■ Exercise aim: The entire listing is to be repeated verbatim.

■ Records to process:
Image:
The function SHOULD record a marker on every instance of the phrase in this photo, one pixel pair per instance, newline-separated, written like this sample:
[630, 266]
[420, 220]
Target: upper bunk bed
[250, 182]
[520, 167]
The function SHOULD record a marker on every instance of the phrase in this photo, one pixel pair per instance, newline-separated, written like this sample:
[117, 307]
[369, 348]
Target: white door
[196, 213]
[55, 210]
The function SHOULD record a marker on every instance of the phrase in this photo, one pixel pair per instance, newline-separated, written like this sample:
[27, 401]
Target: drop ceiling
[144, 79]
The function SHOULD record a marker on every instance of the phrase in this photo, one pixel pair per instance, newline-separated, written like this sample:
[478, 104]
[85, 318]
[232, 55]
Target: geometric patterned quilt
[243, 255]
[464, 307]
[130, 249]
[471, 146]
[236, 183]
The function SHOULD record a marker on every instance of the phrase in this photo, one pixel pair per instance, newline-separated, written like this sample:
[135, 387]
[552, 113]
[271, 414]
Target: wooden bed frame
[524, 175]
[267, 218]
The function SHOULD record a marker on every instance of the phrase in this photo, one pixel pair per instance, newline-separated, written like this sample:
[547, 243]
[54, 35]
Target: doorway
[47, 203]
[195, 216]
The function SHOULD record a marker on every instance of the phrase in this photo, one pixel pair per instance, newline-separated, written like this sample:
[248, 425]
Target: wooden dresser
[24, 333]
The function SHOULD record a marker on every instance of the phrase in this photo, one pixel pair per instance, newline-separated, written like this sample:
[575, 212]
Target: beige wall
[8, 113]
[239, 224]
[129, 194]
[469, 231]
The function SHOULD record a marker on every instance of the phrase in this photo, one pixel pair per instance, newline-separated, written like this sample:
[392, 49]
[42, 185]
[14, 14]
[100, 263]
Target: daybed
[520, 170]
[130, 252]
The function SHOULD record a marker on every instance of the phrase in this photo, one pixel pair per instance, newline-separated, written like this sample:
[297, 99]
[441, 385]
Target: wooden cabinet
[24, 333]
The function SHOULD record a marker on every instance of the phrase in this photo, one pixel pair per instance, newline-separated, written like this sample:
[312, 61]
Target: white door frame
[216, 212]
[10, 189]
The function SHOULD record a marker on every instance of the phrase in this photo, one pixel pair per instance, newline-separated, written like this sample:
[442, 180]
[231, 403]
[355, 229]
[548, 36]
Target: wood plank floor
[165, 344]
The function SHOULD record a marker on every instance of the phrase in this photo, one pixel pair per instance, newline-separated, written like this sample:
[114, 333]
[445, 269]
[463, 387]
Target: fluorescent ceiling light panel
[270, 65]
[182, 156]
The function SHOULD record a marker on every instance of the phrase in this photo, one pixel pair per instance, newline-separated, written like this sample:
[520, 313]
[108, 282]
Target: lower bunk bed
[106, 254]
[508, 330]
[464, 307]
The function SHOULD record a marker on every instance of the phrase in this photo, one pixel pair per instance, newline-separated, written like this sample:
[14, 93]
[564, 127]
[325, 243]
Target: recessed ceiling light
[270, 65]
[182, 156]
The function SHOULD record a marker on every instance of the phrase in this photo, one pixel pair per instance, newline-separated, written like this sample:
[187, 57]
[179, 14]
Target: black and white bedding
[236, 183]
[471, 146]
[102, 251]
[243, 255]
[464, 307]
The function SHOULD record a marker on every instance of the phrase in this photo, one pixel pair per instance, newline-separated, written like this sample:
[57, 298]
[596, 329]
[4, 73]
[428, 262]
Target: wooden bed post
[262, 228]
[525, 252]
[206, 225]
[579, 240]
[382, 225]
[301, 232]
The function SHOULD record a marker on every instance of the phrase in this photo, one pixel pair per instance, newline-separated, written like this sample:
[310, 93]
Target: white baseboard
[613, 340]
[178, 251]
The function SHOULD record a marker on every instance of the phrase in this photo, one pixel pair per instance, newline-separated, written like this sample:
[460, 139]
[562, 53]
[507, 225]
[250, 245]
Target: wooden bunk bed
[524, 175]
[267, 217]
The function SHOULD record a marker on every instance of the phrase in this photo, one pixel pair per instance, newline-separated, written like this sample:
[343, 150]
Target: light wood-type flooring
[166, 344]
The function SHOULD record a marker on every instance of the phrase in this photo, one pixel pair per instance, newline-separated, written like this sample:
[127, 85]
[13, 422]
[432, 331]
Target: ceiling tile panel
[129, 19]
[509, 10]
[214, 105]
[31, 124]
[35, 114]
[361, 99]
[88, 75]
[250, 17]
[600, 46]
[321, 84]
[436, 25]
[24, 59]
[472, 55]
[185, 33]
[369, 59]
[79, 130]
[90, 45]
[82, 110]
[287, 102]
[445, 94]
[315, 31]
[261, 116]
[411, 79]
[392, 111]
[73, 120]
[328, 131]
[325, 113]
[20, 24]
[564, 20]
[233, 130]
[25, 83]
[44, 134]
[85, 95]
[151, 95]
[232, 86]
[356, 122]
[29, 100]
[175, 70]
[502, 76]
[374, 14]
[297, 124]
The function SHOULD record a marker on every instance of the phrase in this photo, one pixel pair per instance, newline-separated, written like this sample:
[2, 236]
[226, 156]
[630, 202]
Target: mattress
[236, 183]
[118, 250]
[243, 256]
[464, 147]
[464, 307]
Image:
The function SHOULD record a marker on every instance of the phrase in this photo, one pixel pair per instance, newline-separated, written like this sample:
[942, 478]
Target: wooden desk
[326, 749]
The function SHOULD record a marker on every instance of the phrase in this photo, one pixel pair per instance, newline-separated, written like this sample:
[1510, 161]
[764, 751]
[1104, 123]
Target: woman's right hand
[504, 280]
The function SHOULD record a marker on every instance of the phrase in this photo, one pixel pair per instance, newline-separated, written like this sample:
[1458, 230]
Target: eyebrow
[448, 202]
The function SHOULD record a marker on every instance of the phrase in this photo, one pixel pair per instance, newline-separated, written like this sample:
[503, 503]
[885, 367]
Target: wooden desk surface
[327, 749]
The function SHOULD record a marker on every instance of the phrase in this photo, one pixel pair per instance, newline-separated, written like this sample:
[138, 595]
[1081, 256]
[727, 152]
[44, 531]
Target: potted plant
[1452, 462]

■ Response:
Image:
The function SHOULD record a marker on every instance of the phrase in this photo, one pixel pair per instance, newline-separated, written like this sample:
[630, 266]
[420, 220]
Target: upper bunk bed
[250, 182]
[520, 167]
The function SHOULD record a marker on every instance of the phrase in this photo, one pixel pair per instance, newline-separated, written like this sample:
[117, 307]
[369, 348]
Target: white door
[196, 213]
[55, 210]
The function SHOULD record a marker on every instance of the phrase in this photo, one pixel pair per instance, newline-separated, written like this sample:
[27, 401]
Target: drop ceiling
[144, 79]
The function SHOULD record a marker on every instance of the phrase in this photo, one pixel pair per instance, newline-separated, written like this sample:
[478, 104]
[85, 318]
[232, 55]
Target: geometric patterned quilt
[243, 255]
[464, 307]
[130, 249]
[471, 146]
[236, 183]
The function SHOULD record a marker on every instance of the phrase in this photo, one pixel pair per instance, newline-separated, written like this sample:
[135, 387]
[552, 113]
[271, 414]
Target: wooden bed frame
[524, 175]
[267, 218]
The function SHOULD record a marker on every instance of the phrase in this photo, one pixel pair per instance, newline-separated, written like this sample:
[547, 243]
[54, 35]
Target: doorway
[47, 203]
[195, 216]
The function SHOULD record a marker on every instance of the phrase in this photo, one pixel pair per instance, newline-separated, written like this sample:
[248, 425]
Target: wooden dresser
[24, 333]
The function SHOULD record a marker on every instance of the phrase in this photo, one pixel pair per instance, newline-separated, written like this sample:
[575, 212]
Target: beige wall
[8, 113]
[239, 224]
[129, 194]
[469, 231]
The function SHOULD record a marker on every instance of the phrase in this photo, one pixel pair per instance, newline-separated, written like this sample:
[392, 49]
[42, 185]
[14, 14]
[100, 263]
Target: daybed
[520, 170]
[130, 252]
The function SHOULD record a marker on every instance of the phrase in this photo, one pixel pair per instance, newline-separated, written like this sample:
[297, 99]
[441, 385]
Target: wooden cabinet
[24, 333]
The function SHOULD record a marker on every instance of the phrase in this photo, one pixel pair per instance, newline-separated, written like this sample:
[312, 61]
Target: white door frame
[216, 212]
[10, 189]
The function SHOULD record a marker on every instance of the phrase in this photo, one pixel pair per instance, newline-separated, written like this sample:
[442, 180]
[231, 403]
[355, 229]
[548, 36]
Target: wood plank floor
[165, 344]
The function SHOULD record a marker on every instance of the phrase in this photo, one pixel pair per instance, newline-separated, written like this sample:
[114, 333]
[445, 269]
[463, 387]
Target: fluorescent ceiling light panel
[270, 65]
[182, 156]
The function SHOULD record a marker on every instance of the phrase in this photo, one pixel pair per instance, newline-separated, written like this sample:
[520, 313]
[108, 282]
Target: lower bunk bed
[106, 254]
[508, 330]
[464, 307]
The function SHOULD record a marker on every instance of the phrase in this photo, one pixel pair per instance, newline-separated, written like this sample:
[14, 93]
[564, 127]
[325, 243]
Target: recessed ceiling light
[270, 65]
[182, 156]
The function SHOULD record a marker on every instance of the phrase in this photo, one pixel pair per instance, newline-separated, written like this sample:
[187, 57]
[179, 14]
Target: black and white bedding
[236, 183]
[471, 146]
[102, 251]
[243, 255]
[464, 307]
The function SHOULD record a marker on every instance of the phrase in this photo, one pixel pair per instance, newline-separated, written like this sample:
[57, 298]
[596, 329]
[4, 73]
[428, 262]
Target: wooden bed post
[262, 228]
[525, 252]
[206, 225]
[579, 240]
[382, 225]
[301, 232]
The function SHOULD record a marker on every instance of the phrase in this photo, one pixel pair per instance, newline-separated, written like this sample:
[310, 93]
Target: white baseboard
[613, 340]
[178, 251]
The function SHOULD record a marker on every instance of the phrase in this photo, one pixel pair per instance, newline-separated, written like this sample:
[460, 139]
[562, 53]
[507, 225]
[250, 245]
Target: wooden bunk bed
[524, 175]
[267, 217]
The function SHOULD record a marker on every instance of the phrase in this photo, one pixel pair per instance, newline-separated, written like this sample:
[343, 150]
Target: light wood-type flooring
[166, 344]
The function SHOULD record a marker on every instance of the phrase in this photo, one pixel pair per instance, newline-separated, written like this sample:
[127, 85]
[13, 422]
[432, 331]
Target: ceiling tile panel
[129, 19]
[509, 10]
[214, 105]
[31, 124]
[35, 114]
[361, 99]
[88, 75]
[250, 17]
[600, 46]
[321, 84]
[436, 25]
[24, 59]
[472, 55]
[185, 33]
[369, 59]
[79, 130]
[90, 45]
[82, 110]
[287, 102]
[445, 94]
[315, 31]
[261, 116]
[411, 79]
[392, 111]
[73, 120]
[328, 131]
[325, 113]
[20, 24]
[564, 20]
[233, 130]
[25, 83]
[44, 134]
[85, 95]
[151, 95]
[232, 86]
[356, 122]
[29, 100]
[175, 70]
[502, 76]
[374, 14]
[297, 124]
The function SHOULD record a marker on every instance of the phrase in this photo, one pixel pair per instance, newline-separated, written like this sample:
[2, 236]
[226, 156]
[630, 202]
Target: mattress
[236, 183]
[118, 250]
[243, 256]
[464, 147]
[464, 307]
Image:
The function SHOULD record a marker on every instance of the phrase in this photo, one pixel pair per instance, newline-separated, written like this sample:
[942, 478]
Target: wooden desk
[326, 749]
The function SHOULD record a marker on every instance of the phrase in this photo, one pixel pair per instance, newline-separated, written like this sample:
[1510, 161]
[764, 751]
[1104, 123]
Target: woman's right hand
[504, 280]
The function SHOULD record a marker on every instance of the phrase in this photo, one pixel pair per instance, newline-separated, written like this sample:
[1458, 230]
Target: eyebrow
[448, 202]
The function SHOULD record a marker on every instance of the phrase in this photo, one pixel pair per instance, newline-separated, written like this sample:
[503, 503]
[885, 367]
Target: wooden desk surface
[327, 749]
The function SHOULD record a marker on every instance of the phrase in this photo, one pixel pair per instance, newline-separated, written like this sample:
[138, 595]
[1081, 256]
[727, 152]
[44, 531]
Target: potted plant
[1452, 462]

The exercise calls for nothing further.